--- WRITTEN PROBLEM A ---
In the thread, what does CHEVYCRUZE RS say they are saving money for?

··· SELECTION ···

# 3m vinyl graphics for rims



## Tp_cruze (Apr 30, 2011)

I'm just wondering if anyone has purchased a kit like this and if you think it's worth it, if you like it, and if you think it will stick, etc.

I'm just looking into to doing some modifications to my Cruze.


----------



## VictoryRed08 (Feb 16, 2011)

Tp_cruze said:


> I'm just wondering if anyone has purchased a kit like this and if you think it's worth it, if you like it, and if you think it will stick, etc.
> 
> I'm just looking into to doing some modifications to my Cruze.


I haven't personally. Do you have pics of the product or a link?


----------



## Tp_cruze (Apr 30, 2011)

Chevrolet Cruze 17" Factory Wheel Rim Graphics Kit 3M on eBay.ca (item 250798284162 end time 02-May-11 12:27:41 EDT)


----------



## CHEVYCRUZE RS (Mar 29, 2011)

no man nooo! 
way to tacky in my opinion, if you really want to, buy new aftermarket rims, but dont do that to your cruze rims lol. 
if one side starts peeling that you gotta buy the entire set again over and over again......


----------



## iKermit (Dec 13, 2010)

Tp_cruze said:


> Chevrolet Cruze 17" Factory Wheel Rim Graphics Kit 3M on eBay.ca (item 250798284162 end time 02-May-11 12:27:41 EDT)


*facepalm* NONONO lol just save some cash and get rims. They look cheesy.


----------



## fenix (Mar 30, 2011)

and if you get new rims send me your stock ones


----------



## 70x7 (Apr 24, 2011)

besides with the road conditions and rocks and whatnot, the vinyl probably wouldnt last too long. Now you can by a paint that comes in a pen/ thin brush style that you can use to do accents on your wheels.


----------



## Skilz10179 (Mar 22, 2011)

CHEVYCRUZE RS said:


> no man nooo!
> way to tacky in my opinion


I agree...


----------



## Tp_cruze (Apr 30, 2011)

Thanks for the feedback guys! I will stay away from the vinyl. I like my rims, so I'll just keep 'em the same.


----------



## Grim (Apr 12, 2011)

Nothing wrong with vinyl....for your bowties. lol 

Rims though, kind of a bit much. I'm going to get my stock 18 inchers powder coated black I think or just get flat black rims.


----------



## CHEVYCRUZE RS (Mar 29, 2011)

yeah since rims go through heavy conditions i wouldnt recommend vinyl on the rims. im leaving my rs rims on for now, saving some money for my Trifecta Tune lol...

P.S. OSAMAAAAA IS FINALLY DEAD!!!!!


----------

···

--- WRITTEN PROBLEM B ---
Rewrite the part of the entries that opens with the line containing "Expected: for every instance of the rubber" and closes with the line containing "[[322, 161], [297, 148]]" as a Markdown table with the columns Row and Line. Give each line its own numbered row and leave out blank lines.

··· DATASET ···

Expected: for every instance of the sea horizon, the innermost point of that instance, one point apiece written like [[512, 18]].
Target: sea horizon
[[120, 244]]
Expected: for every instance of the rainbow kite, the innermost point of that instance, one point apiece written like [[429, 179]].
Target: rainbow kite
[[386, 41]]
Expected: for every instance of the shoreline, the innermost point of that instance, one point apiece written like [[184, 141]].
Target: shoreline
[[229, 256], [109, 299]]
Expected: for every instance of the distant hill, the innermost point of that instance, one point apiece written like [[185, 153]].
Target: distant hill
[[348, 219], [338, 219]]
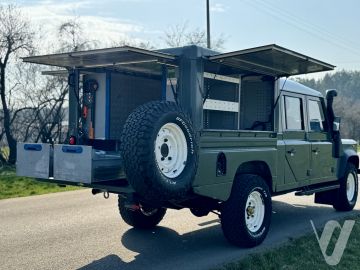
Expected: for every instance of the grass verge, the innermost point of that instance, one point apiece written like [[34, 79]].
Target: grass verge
[[304, 253], [12, 186]]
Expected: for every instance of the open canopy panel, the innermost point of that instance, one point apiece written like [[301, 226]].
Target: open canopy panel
[[271, 60], [102, 58]]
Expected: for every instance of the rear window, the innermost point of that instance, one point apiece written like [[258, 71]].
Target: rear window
[[293, 113]]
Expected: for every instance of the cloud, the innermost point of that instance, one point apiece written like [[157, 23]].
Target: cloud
[[49, 15], [218, 8]]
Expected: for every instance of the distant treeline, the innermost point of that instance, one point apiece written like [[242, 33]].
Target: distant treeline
[[347, 104]]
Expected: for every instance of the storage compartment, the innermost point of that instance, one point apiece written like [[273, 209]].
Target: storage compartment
[[79, 163], [238, 103], [33, 160], [221, 108]]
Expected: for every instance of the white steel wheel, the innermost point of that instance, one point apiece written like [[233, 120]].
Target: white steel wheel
[[171, 150], [350, 187], [254, 211]]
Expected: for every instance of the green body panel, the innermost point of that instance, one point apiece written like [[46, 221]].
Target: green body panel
[[239, 147]]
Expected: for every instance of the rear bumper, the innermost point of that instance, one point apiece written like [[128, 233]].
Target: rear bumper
[[72, 164]]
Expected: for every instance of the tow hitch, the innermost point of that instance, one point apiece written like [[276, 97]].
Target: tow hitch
[[95, 191]]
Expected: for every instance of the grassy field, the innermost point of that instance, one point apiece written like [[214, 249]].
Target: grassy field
[[14, 186], [304, 253]]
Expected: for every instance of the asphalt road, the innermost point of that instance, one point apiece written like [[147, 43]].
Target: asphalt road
[[75, 230]]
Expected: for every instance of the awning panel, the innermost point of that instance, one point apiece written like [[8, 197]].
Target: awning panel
[[271, 60], [101, 58]]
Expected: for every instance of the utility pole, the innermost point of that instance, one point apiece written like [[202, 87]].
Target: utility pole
[[208, 23]]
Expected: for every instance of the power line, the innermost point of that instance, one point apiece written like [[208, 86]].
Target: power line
[[301, 25]]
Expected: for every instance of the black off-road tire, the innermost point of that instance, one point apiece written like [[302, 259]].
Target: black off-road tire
[[137, 217], [341, 201], [233, 217], [138, 151]]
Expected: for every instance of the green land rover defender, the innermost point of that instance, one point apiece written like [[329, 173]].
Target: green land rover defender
[[193, 128]]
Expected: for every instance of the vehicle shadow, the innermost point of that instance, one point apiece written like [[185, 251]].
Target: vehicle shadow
[[164, 248]]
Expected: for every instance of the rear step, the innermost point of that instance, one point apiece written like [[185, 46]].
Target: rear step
[[310, 191]]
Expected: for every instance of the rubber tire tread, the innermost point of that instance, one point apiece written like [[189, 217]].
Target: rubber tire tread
[[233, 221], [341, 202], [137, 147]]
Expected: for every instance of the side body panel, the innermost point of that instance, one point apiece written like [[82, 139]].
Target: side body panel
[[239, 147]]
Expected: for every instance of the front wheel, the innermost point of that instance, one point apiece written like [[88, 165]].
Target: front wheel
[[246, 215], [142, 217], [346, 195]]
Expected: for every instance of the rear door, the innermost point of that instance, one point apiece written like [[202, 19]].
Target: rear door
[[322, 161], [297, 148]]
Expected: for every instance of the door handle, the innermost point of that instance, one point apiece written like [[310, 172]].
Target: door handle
[[316, 151], [292, 152]]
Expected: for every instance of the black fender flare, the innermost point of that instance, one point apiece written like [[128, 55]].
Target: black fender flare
[[349, 155]]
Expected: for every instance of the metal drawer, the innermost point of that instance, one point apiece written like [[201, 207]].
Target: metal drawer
[[33, 160], [83, 164]]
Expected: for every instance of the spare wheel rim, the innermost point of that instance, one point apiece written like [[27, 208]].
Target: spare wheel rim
[[171, 150], [254, 211]]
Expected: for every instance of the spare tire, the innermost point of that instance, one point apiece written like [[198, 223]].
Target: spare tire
[[159, 150]]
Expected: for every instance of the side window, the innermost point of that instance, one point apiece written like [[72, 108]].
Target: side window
[[293, 113], [316, 116]]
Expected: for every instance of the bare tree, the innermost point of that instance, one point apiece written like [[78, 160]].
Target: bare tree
[[15, 40], [181, 35], [72, 37]]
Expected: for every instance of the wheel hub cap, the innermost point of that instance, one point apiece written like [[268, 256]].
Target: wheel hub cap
[[171, 150], [254, 211]]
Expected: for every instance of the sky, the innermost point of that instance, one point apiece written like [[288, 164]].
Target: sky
[[327, 30]]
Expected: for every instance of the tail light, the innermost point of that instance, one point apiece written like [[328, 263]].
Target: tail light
[[72, 140]]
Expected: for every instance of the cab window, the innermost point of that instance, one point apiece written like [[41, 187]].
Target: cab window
[[293, 113], [316, 116]]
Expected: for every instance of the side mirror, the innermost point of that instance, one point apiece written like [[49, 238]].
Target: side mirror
[[315, 125], [336, 124]]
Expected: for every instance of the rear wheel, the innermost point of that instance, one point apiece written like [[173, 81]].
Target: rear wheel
[[140, 216], [346, 196], [246, 215]]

···

--- SOLUTION A ---
A Trifecta Tune.

--- SOLUTION B ---
| Row | Line |
|---|---|
| 1 | Expected: for every instance of the rubber tire tread, the innermost point of that instance, one point apiece written like [[189, 217]]. |
| 2 | Target: rubber tire tread |
| 3 | [[233, 221], [341, 202], [137, 147]] |
| 4 | Expected: for every instance of the side body panel, the innermost point of that instance, one point apiece written like [[82, 139]]. |
| 5 | Target: side body panel |
| 6 | [[239, 147]] |
| 7 | Expected: for every instance of the front wheel, the innermost point of that instance, one point apiece written like [[88, 165]]. |
| 8 | Target: front wheel |
| 9 | [[246, 215], [142, 217], [346, 195]] |
| 10 | Expected: for every instance of the rear door, the innermost point of that instance, one point apiece written like [[202, 19]]. |
| 11 | Target: rear door |
| 12 | [[322, 161], [297, 148]] |